• [PAGE TEXT]
# 6.3a and Apple Bonjour network protocol.



## oldguy1 (Aug 22, 2006)

Anyone notice the end of the 6.3a system info that mentions this release contains the Apple Computer Bonjour network discovery protocol?

Maybe an indication that networking may be enabled soon?


----------



## litzdog911 (Jun 23, 2004)

No. Just new disclosure information that's part of Tivo's standard boilerplate licensing language.


----------



## Rob3000 (Oct 19, 2006)

You're not halucinating, it's there. Just got my 6.3a update yesterday and it's true. Could be that DirecTV is going to implement some sort of networking like TIVO to GO.


----------



## litzdog911 (Jun 23, 2004)

Rob3000 said:


> You're not halucinating, it's there. Just got my 6.3a update yesterday and it's true. Could be that DirecTV is going to implement some sort of networking like TIVO to GO.


Did you read my answer to the original question? 
No, it's highly unlikely that we will see any additional feature enhancements to the Tivo-based DVRs from DirecTV, including Networking. That text is just carry-over from Tivo's standard boilerplate licensing agreements.


----------



## Blitz68 (Apr 19, 2006)

Rob3000 said:


> You're not halucinating, it's there. Just got my 6.3a update yesterday and it's true. Could be that DirecTV is going to implement some sort of networking like TIVO to GO.


NO. DTV is not going to invest any more in the HR10-250. It will be nothing more than a R10 with larger storage space as all of the HD will be going to MPEG4.


----------



## Herdfan (Mar 18, 2006)

• [DATA SHOWN]
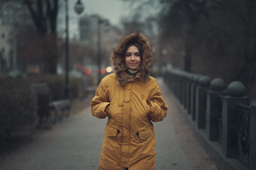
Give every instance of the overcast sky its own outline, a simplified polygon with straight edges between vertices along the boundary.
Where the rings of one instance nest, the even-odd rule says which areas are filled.
[[[129,4],[122,0],[81,0],[85,9],[78,15],[74,6],[78,0],[68,0],[69,1],[69,29],[70,37],[78,36],[78,21],[84,15],[99,14],[113,25],[118,25],[120,18],[126,16],[130,12]],[[61,4],[59,13],[58,30],[63,31],[65,29],[65,4]]]

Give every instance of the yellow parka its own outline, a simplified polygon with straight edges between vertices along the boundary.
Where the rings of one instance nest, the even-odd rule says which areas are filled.
[[[141,70],[133,78],[126,71],[123,52],[127,44],[134,42],[142,45],[143,53]],[[114,50],[110,60],[115,72],[102,79],[91,102],[94,116],[108,117],[98,169],[154,170],[151,122],[164,119],[167,106],[156,80],[149,76],[151,47],[142,33],[129,35]]]

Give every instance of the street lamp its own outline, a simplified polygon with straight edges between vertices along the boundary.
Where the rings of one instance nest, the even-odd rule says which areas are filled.
[[[75,11],[78,14],[80,14],[83,10],[84,7],[82,4],[80,0],[75,5]],[[69,82],[68,82],[68,74],[69,74],[69,30],[68,30],[68,0],[65,0],[65,98],[69,99]]]
[[[97,68],[98,68],[98,72],[97,72],[97,79],[98,79],[98,85],[100,83],[101,81],[101,35],[102,35],[102,24],[105,23],[107,26],[109,25],[107,20],[103,20],[101,18],[99,18],[97,22]]]

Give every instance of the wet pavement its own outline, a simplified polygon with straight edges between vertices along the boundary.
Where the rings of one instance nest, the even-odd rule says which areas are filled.
[[[164,121],[154,123],[156,170],[218,169],[200,146],[186,117],[162,79],[158,79],[169,106]],[[9,154],[1,170],[97,170],[107,119],[92,116],[89,106],[58,123]],[[139,169],[143,170],[143,169]]]

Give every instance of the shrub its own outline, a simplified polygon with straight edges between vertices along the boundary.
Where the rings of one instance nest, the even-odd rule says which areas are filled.
[[[36,118],[36,103],[26,82],[21,79],[2,81],[0,86],[0,145],[23,125]]]

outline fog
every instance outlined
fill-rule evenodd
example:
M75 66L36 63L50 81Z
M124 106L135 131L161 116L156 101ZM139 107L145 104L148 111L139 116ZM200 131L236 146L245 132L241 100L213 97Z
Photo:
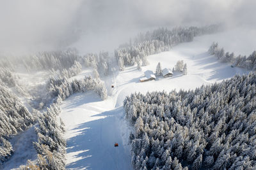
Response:
M1 0L0 53L112 50L159 27L255 28L254 0ZM253 35L255 36L255 35Z

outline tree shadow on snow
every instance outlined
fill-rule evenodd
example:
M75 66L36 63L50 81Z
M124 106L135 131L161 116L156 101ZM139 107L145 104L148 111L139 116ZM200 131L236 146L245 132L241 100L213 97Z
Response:
M121 108L98 114L104 118L86 122L72 130L79 134L67 141L67 153L76 160L67 164L74 169L131 169L131 158L125 154L117 120ZM114 147L118 143L118 147Z

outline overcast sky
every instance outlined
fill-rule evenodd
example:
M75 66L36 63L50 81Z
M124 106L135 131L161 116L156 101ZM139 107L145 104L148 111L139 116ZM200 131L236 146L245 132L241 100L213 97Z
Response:
M67 42L108 50L164 26L253 27L255 6L255 0L1 0L0 52L53 50Z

• [EXERCISE DESCRIPTION] Please extend the forum thread about the 6.3a update and the Bonjour protocol, picking up after its last line, the header for a post by Herdfan.

• [RIGHT ANSWER]
I remember when our very own Earl freaked out D* management when he found the networking files on his R10. He was the talk of the executive wing for a couple of days.

This software comes from TiVo and probably has networking files in it as it was easier to leave them in than remove them. Just because they are there, doesn't mean they will be activated anytime soon.

Sorry.


----------



## Wolffpack (Jul 29, 2003)

Others on DDB have indicated that 6.3's root was from the 7.2 version of the Tivo application which does include that code, thus the license language is required.


----------



## Budget_HT (Jun 4, 2003)

Blitz68 said:


> NO. DTV is not going to invest any more in the HR10-250. It will be nothing more than a R10 with larger storage space as all of the HD will be going to MPEG4.


Don't forget that OTA HDTV is still going to be MPEG-2, not -4. So, the HR10-250 can be used for a long time to record OTA HD programs. Today that makes up about 95% of what we record at our house anyway.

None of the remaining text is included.